Замечательному автору книги видится “доля самоиронии” в ее названии. Однако же эта игра с названием — “Ин@родный артист” — очень точна. Сквозь все разнообразие этой прозы проступает классический европейский миф о художнике, чье призвание, годы учения и годы странствий (а Гидон Кремер часто называет себя “странствующим музыкантом”) ведут к единственной победе — возможности “не подпевать в хоре”. Если бы премии “Либерти”2 не существовало, то ее стоило бы придумать специально для Гидона Кремера. Свобода — цель и смысл его звука и поступка. Свобода, переживаемая им во всей полноте своих этимологических коннотаций — таких, как “независимость”, “самость”, “дерзость”, и “мужество”, — которые парадоксальным образом соединяются с “принадлежностью к своим”, “к роду”, “двору и собранию”, “усталостью” и “вялостью”3. Свобода, претерпеваемая как сложное внутреннее ощущение инаковости и родства, дерзости и бессилия, одиночества и общности с миром, — стержень и его незаурядной прозы.
Веселенькая серенькая обложка сделана в духе соц-арта — изящно отражает название и содержание. Через прорванную советской пентаграммой фотографию счастливых лауреатов Конкурса Чайковского проглядывает иная, где мимо нездешних огней, по ненашей улице с квадратным канализационным люком независимо вышагивает одинокий долговязый подросток Гидон.
Но — обратите внимание — у него нет с собой скрипки! Это книга музыканта, в которой практически отсутствует музыка! “Вокруг” нее — о музыкантах в жизни, о профессиональном быте — сказано много и ярко; как только дело касается авторского понимания и слышания музыки — почти ничего. Замечу, что в своей третьей русской книге — “Обертоны”, выходившей в 2001 году и посвященной почему-то “всем тем, кто ищет тишину”, маэстро подбирается к звукам гораздо ближе (уже слышны призвуки!), но все же его речь смолкает в момент вступления скрипки — “зазвучит музыка и сама все за себя скажет”.

ЗАДАНИЕ:
Процитируйте из текста о книге Гидона Кремера «Ин@родный артист» отрывок от слов «Веселенькая серенькая обложка» до слов «долговязый подросток Гидон.» включительно. Приведенные далее строки здесь не понадобятся.

ИСХОДНЫЕ СТРОКИ:
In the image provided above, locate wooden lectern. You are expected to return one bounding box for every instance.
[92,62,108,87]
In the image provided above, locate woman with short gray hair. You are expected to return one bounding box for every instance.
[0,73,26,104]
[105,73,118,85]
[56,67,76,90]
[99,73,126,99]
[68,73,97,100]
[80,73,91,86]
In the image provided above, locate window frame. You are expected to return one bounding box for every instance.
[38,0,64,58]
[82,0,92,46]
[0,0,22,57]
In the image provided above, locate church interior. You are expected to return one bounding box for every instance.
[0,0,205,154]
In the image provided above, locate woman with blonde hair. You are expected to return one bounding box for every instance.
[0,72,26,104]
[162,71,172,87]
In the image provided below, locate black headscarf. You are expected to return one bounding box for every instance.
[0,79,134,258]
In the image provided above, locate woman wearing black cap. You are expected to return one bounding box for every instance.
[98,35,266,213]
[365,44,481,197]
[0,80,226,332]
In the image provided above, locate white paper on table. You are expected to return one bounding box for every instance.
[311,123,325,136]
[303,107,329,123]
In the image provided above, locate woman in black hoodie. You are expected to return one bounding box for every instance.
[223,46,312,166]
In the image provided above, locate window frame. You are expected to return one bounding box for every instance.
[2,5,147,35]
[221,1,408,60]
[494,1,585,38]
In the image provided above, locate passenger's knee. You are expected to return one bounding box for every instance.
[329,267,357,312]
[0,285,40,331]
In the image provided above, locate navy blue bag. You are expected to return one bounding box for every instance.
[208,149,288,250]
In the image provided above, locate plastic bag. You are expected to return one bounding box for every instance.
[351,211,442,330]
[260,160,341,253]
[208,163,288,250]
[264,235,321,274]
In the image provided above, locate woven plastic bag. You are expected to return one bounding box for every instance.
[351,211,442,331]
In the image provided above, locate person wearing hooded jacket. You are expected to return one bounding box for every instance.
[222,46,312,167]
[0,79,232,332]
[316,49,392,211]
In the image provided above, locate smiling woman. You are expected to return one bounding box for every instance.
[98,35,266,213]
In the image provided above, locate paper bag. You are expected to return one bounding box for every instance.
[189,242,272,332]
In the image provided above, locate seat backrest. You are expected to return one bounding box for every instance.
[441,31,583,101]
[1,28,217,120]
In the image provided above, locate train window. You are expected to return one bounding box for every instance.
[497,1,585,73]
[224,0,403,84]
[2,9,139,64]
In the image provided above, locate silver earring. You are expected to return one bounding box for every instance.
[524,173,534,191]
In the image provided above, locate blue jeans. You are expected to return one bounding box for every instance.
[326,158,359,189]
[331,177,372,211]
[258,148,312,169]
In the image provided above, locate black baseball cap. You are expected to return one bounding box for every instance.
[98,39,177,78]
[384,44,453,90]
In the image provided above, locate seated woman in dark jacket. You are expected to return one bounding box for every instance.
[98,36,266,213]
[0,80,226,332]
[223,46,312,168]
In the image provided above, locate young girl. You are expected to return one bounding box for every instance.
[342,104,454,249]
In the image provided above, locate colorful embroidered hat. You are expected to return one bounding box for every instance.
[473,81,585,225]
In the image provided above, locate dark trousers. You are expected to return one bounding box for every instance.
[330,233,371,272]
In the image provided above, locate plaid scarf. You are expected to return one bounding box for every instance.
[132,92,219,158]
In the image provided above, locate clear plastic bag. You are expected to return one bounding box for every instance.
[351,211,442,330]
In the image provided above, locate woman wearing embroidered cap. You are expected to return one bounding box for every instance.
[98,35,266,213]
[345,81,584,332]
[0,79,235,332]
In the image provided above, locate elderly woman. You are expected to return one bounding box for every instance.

ОТВЕТ:
Веселенькая серенькая обложка сделана в духе соц-арта — изящно отражает название и содержание. Через прорванную советской пентаграммой фотографию счастливых лауреатов Конкурса Чайковского проглядывает иная, где мимо нездешних огней, по ненашей улице с квадратным канализационным люком независимо вышагивает одинокий долговязый подросток Гидон.